The records: Begin
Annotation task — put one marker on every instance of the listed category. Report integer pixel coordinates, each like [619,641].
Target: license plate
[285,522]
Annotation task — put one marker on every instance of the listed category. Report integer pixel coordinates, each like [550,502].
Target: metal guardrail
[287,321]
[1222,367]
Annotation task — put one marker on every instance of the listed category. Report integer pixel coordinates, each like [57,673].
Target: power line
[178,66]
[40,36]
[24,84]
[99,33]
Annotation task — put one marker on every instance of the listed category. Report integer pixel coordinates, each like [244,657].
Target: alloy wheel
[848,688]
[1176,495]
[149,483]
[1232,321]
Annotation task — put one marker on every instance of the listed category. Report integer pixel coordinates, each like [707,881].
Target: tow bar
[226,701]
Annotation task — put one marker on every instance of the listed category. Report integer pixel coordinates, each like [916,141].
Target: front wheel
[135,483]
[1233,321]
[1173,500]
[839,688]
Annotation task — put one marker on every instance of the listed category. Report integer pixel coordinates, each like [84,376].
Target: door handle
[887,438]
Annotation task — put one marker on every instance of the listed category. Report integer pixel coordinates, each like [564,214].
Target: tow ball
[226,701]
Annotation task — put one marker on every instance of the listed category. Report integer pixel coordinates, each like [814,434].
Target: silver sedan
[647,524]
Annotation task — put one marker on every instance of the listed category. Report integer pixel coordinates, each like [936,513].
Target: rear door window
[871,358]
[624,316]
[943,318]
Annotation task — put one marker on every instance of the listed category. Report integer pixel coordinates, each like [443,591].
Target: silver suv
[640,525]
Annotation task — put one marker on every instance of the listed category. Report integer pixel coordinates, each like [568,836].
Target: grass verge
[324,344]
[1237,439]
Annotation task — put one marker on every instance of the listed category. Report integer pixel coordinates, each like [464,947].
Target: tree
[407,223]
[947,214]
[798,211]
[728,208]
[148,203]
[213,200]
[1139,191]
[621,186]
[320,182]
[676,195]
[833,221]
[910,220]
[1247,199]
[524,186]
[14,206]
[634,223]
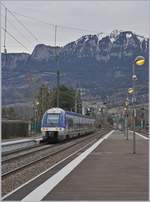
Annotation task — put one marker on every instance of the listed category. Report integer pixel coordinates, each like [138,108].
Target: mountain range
[100,64]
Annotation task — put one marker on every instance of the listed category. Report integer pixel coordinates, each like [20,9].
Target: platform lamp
[139,61]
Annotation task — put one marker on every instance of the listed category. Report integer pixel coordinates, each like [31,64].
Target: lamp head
[139,60]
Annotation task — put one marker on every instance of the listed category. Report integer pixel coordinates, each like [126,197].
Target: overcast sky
[93,16]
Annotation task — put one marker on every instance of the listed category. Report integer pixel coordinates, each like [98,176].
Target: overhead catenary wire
[10,23]
[14,38]
[51,24]
[30,32]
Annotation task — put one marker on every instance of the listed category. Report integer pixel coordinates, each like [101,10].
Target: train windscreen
[53,120]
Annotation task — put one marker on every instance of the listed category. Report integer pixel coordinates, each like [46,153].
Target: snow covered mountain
[100,63]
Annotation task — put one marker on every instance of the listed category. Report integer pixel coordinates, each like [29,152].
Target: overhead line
[12,13]
[51,24]
[14,38]
[17,29]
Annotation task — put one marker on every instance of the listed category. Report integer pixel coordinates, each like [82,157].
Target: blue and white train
[58,124]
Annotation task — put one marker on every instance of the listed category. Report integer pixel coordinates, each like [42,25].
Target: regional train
[58,124]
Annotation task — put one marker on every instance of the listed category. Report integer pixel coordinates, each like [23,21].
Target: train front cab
[52,127]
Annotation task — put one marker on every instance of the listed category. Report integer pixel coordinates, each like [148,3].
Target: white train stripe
[40,192]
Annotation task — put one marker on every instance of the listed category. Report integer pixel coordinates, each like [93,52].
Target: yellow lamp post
[139,61]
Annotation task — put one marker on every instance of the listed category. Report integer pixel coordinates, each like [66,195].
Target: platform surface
[110,172]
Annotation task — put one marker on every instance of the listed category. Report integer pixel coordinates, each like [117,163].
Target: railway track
[60,149]
[24,152]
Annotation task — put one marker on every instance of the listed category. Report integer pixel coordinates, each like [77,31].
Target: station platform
[106,171]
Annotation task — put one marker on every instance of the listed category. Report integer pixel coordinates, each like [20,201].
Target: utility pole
[58,72]
[5,50]
[76,95]
[58,81]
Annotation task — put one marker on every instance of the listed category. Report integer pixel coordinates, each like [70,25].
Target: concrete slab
[111,172]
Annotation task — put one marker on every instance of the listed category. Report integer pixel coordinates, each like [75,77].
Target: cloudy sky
[32,22]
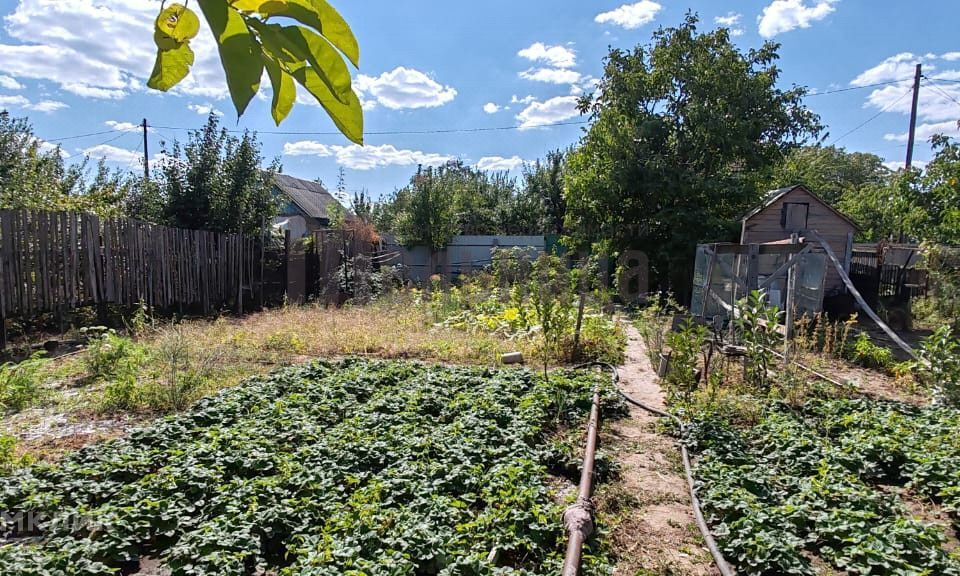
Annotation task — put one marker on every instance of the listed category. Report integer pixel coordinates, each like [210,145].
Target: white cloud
[86,91]
[112,154]
[13,102]
[97,48]
[206,109]
[123,126]
[551,75]
[549,112]
[499,163]
[900,165]
[898,67]
[365,157]
[631,16]
[925,131]
[937,103]
[555,56]
[48,147]
[8,83]
[731,21]
[404,88]
[786,15]
[46,106]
The records: End
• **Problem to solve**
Every line above is to be duplicated exactly; no picture should be carried over.

• **Problem solution**
Annotation task — put one marker on every instance of the listed category. Report integer pixel coordinates, each like [619,641].
Target: license plate
[285,522]
Annotation task — put one marker on every instance of the listed category. Report integer pixel coordinates, each like [550,502].
Target: metal guardrail
[287,321]
[1222,367]
Annotation task — put one marker on every instance of the listed category. Report integer pixel coordinates, each like [57,673].
Target: power line
[178,66]
[40,36]
[24,84]
[99,33]
Annotation task — put one marker on every instance of the listed category. Report integer pixel coordinates, each like [244,657].
Target: alloy wheel
[848,688]
[1176,495]
[149,483]
[1232,321]
Annotation task — put one marker on every instance of the listed category. Report integer pixel coordinates, each like [707,881].
Target: tow bar
[226,701]
Annotation task — put one marker on every instance of the listed category. Report integer pixel coordinates, each like [916,141].
Target: front wheel
[135,483]
[1233,321]
[1173,500]
[839,688]
Annotation task — put one marker on every instance of the listed category. Report integer pixel coordinates, each like [84,376].
Target: door handle
[887,438]
Annotation task — put one marker on every instance of the listed category. Report integer pixel coordinates, each like [564,214].
Target: tow ball
[226,701]
Annotation task — put one marker on every instance of the listed category. Report integer pixel coordinates, each like [814,434].
Target: silver sedan
[647,524]
Annotation task — put one marker on every instance of the listed category. Report integer pixel coordinates, each like [936,513].
Target: rear door window
[871,358]
[624,316]
[943,318]
Annotation task — put one marker on every instance of the listed category. Report integer pixel coordinates, each like [443,591].
Target: silver suv
[640,525]
Annotation task — put one marker on every instance of the listed category. Report integer pixel coordinates, each like [568,836].
Target: grass verge
[324,344]
[1237,439]
Annotation task — put one marker on every instance of the listed category. Report integer pixel coordinates, each like [464,947].
Target: tree
[407,223]
[947,214]
[798,211]
[728,208]
[148,203]
[213,200]
[1139,191]
[621,186]
[320,182]
[676,195]
[833,221]
[910,220]
[1247,199]
[524,186]
[14,206]
[634,223]
Annotation task — put one marker on every instance of the listed category. Report integer pixel coordinates, each like [138,108].
Target: mountain range
[100,64]
Annotation task — put one marker on every instance of the listed category. Report integer pixel coordinates, each like [20,9].
Target: platform lamp
[139,61]
Annotation task — put one marker on every instance of the listed category. Report integer pixel coordinates, each like [31,64].
Target: lamp head
[139,60]
Annotation task — put one marker on every instance of the listed category. Report integer pixel coordinates, each like [126,197].
Target: overcast sky
[93,16]
Annotation task — put one marker on every instance of the listed category. Report integer pixel coordinates, each like [98,176].
Target: overhead catenary wire
[10,23]
[14,38]
[51,24]
[30,32]
Annotation task — put one marker on every instance of the listed category. Report integer pixel coordinates, each like [101,10].
Target: train windscreen
[53,120]
Annotation task — put one marker on every instance of the listed category. Report integer pixel coordinates, each like [46,153].
Target: snow covered mountain
[100,63]
Annotation task — put one marker on every instance of the listed category. Report integer pixel coordinates, each like [29,152].
Target: overhead line
[12,13]
[51,24]
[14,38]
[17,29]
Annotation task — put one marker on every instance of the listed category. Report integer pixel coordinates, each like [82,157].
Target: blue and white train
[58,124]
Annotation task — put one marker on every instance of the listed category. Report integer pixel coordinates, each like [42,25].
Target: regional train
[58,124]
Annotation task — put one marker on every instance of the listed category. Report integer pixel coordinates, each like [23,21].
Target: train front cab
[52,127]
Annotation task — put one marker on every instance of the listed category. Report integer pixel coordinates, each like [148,3].
Target: white train stripe
[40,192]
Annotation task — put one marker on every instance of the listed category. Report integer pixel coordinates, each like [93,52].
Target: yellow lamp post
[139,61]
Annotation task — put one marker on every instance of the listed category. Report integer pixel coordinates, each like [66,195].
Target: platform surface
[110,172]
Annotation task — put one marker on every instance of the listed category. Report integer pixel coordinates, each like [117,163].
Target: railway track
[60,149]
[24,152]
Annotation task — put one marker on every instance of the listed category. Report integer pixel coordinates, each like [77,31].
Target: station platform
[106,171]
Annotation task — put one marker on every instance of the listed category. Report integer pixel coordinates, each like [20,201].
Target: utility pole
[58,72]
[5,50]
[76,95]
[58,81]
Annotation task — put one marker on every instance of the listed category. Report integer pixel coordinates, each like [70,25].
Target: concrete slab
[111,172]
Annotation task — put one marker on every instance of the listed category. Report integer pixel coordinates, each like [75,77].
Target: cloudy sky
[32,22]
Annotation task — put one marker on every instance of the listed category. Report integer pixel coordinates, each like [210,145].
Target: white cloud
[86,91]
[112,154]
[13,102]
[97,48]
[206,109]
[123,126]
[551,75]
[549,112]
[499,163]
[900,165]
[898,67]
[365,157]
[631,16]
[925,131]
[937,103]
[555,56]
[48,147]
[8,83]
[731,21]
[404,88]
[786,15]
[46,106]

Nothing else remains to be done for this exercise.